---------- DATA LISTING ----------

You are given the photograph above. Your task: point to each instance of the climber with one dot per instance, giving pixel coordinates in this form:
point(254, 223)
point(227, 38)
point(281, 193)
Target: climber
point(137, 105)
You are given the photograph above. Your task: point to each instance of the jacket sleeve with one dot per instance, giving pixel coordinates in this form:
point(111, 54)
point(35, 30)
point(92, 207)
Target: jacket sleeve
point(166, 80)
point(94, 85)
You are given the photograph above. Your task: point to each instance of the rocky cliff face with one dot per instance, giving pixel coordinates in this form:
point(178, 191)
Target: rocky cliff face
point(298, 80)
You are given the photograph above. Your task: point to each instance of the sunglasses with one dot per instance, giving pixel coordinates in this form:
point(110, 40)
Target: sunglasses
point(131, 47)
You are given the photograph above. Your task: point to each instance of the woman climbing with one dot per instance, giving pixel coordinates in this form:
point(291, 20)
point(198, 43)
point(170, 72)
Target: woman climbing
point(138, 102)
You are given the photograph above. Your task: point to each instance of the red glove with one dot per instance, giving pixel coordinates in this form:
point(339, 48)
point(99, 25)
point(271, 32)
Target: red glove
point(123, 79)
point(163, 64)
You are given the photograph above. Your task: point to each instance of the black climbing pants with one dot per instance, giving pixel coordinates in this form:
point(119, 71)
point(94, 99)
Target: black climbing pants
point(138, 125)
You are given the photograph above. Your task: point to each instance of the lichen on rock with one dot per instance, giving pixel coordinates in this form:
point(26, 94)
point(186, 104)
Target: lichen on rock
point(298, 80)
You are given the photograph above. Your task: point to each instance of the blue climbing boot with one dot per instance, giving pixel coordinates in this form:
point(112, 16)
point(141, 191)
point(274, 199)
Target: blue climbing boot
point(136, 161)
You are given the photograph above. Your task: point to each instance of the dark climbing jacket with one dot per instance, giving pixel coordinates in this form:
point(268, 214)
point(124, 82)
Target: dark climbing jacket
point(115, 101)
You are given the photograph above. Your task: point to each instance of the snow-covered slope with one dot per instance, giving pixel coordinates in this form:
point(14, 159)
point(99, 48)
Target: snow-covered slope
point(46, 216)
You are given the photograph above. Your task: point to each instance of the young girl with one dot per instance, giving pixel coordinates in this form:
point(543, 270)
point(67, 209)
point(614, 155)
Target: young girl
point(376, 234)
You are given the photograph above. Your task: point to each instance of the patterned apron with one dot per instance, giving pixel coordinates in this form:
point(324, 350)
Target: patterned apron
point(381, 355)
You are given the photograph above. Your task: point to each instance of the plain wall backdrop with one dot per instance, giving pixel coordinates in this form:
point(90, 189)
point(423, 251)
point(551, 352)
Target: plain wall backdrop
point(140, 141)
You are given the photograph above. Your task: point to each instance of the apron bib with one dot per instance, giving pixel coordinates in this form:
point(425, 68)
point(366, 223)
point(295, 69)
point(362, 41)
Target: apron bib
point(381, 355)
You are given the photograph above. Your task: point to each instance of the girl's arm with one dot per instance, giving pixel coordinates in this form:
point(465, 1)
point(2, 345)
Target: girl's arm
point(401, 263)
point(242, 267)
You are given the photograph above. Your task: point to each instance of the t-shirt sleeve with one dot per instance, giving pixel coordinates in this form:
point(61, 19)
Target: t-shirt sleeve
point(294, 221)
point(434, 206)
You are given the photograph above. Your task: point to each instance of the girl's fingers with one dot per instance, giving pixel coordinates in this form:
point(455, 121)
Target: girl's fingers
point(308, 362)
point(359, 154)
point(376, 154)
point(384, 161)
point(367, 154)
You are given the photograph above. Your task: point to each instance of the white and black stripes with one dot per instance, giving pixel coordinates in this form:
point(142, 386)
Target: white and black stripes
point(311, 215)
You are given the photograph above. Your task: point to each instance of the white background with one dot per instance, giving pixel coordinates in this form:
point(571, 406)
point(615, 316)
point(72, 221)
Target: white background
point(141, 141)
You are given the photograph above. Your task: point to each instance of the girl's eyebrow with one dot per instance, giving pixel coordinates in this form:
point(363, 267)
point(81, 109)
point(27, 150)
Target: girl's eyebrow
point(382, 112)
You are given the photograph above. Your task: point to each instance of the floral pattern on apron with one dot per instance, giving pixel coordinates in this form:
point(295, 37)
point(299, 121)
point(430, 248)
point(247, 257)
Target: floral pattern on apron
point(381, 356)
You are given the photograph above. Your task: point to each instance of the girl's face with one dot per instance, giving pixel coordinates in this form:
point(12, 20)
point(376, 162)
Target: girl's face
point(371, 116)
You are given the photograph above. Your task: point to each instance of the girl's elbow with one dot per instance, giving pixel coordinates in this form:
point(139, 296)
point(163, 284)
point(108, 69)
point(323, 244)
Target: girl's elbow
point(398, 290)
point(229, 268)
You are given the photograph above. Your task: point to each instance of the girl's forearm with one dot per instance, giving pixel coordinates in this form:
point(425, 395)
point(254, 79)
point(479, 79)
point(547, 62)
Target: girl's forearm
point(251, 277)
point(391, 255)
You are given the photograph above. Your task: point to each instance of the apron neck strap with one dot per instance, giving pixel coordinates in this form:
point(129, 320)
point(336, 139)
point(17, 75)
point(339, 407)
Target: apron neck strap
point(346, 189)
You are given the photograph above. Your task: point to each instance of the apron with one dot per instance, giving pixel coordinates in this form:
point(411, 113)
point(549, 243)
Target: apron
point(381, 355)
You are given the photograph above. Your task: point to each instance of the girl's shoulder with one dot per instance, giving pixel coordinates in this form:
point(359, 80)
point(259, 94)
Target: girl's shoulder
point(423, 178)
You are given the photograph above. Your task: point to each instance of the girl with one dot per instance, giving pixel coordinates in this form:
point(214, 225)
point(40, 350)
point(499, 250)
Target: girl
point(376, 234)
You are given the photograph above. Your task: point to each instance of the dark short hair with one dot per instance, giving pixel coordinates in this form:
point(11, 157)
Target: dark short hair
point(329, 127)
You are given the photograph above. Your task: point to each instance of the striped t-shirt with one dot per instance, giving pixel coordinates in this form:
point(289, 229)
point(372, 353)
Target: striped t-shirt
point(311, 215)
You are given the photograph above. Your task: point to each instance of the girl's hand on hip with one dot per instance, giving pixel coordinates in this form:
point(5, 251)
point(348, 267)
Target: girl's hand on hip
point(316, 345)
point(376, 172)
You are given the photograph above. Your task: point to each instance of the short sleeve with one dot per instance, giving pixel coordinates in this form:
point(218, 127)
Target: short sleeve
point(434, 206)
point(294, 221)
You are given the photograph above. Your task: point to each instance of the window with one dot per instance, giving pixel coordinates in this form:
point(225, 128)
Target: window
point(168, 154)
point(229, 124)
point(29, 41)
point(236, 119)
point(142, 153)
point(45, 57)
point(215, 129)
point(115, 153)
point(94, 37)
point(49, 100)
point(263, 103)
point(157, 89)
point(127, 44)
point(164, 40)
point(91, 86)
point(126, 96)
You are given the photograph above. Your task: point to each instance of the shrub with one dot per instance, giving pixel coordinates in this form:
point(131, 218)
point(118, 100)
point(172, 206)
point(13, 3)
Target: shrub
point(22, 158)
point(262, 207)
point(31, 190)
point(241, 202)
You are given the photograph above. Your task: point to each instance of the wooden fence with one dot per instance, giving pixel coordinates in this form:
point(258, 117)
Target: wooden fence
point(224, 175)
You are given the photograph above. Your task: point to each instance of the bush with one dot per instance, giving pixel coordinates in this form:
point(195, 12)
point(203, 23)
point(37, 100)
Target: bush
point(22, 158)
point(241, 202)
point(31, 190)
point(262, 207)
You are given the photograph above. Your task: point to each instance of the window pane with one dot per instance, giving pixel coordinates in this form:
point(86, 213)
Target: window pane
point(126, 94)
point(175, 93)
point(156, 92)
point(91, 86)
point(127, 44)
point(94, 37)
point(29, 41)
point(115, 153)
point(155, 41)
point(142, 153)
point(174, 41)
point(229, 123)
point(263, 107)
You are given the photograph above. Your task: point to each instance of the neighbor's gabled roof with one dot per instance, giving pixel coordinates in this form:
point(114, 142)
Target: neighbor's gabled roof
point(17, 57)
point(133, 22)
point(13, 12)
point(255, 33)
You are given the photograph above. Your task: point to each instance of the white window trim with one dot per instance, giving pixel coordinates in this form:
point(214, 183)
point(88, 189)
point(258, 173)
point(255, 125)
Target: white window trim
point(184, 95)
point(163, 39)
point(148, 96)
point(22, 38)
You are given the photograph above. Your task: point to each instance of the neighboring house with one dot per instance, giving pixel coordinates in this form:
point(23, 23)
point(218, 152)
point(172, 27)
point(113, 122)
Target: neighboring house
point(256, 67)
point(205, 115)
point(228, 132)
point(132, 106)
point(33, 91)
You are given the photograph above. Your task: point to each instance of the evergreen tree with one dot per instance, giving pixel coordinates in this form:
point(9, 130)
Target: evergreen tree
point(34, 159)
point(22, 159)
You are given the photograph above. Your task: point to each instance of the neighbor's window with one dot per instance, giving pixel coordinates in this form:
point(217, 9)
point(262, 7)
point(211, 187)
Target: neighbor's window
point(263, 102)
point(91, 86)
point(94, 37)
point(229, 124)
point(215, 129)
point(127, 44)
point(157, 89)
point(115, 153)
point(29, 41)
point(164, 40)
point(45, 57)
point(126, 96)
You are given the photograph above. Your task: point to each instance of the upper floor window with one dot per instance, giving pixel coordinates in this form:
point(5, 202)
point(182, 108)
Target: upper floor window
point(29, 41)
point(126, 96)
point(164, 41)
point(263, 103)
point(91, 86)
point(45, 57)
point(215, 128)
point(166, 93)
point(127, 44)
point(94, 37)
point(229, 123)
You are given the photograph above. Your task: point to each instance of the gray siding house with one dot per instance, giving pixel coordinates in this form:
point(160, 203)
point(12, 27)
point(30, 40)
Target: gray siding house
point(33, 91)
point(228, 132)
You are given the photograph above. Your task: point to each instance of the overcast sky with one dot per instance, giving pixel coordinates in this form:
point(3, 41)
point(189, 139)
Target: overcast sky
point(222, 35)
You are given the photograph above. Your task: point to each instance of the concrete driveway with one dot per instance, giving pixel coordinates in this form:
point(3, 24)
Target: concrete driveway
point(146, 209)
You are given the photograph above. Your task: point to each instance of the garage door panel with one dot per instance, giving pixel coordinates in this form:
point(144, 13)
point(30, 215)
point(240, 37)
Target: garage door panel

----------

§ **WHAT YOU SHOULD DO**:
When a line in the records holds the string "panel", copy that line.

§ **THE ANSWER**:
You are given the photograph above. Your task: point to each instance of the garage door panel with one dot per instance, giving pixel coordinates in this form:
Target: garage door panel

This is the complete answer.